■ EXERCISE PROMPT ■
Locate each line in the records below that contains the string "roundel" and copy those lines out in full.

___ DATA SHOWN

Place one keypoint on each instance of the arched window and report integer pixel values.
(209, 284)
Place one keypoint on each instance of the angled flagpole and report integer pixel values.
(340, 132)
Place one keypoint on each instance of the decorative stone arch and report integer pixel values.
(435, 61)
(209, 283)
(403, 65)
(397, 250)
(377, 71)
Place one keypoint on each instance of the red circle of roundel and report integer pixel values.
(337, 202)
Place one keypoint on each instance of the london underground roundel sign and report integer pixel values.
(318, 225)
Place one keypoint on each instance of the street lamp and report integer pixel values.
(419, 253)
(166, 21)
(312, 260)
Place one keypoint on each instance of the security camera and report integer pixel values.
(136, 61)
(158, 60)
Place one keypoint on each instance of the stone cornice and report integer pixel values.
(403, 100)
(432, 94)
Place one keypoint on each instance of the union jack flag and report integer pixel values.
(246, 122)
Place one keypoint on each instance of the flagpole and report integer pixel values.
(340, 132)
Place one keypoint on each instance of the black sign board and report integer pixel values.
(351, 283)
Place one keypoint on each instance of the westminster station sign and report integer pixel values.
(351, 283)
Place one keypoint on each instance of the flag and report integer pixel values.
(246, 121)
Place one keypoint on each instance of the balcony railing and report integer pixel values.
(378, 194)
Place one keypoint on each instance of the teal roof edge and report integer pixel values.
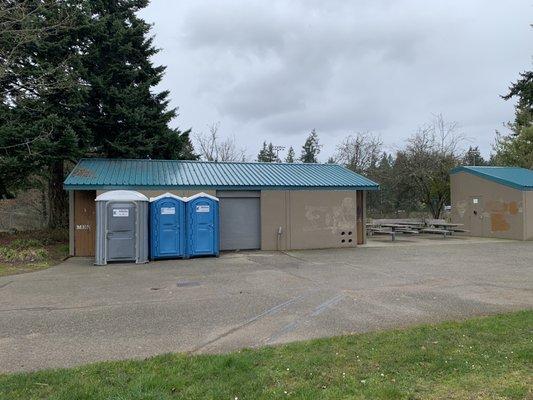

______

■ EXERCISE RESULT ■
Place one keypoint on each instance of the red circle of roundel and report integer pixel values.
Place one keypoint on each instance of the london underground roundel sign and report integer pixel values.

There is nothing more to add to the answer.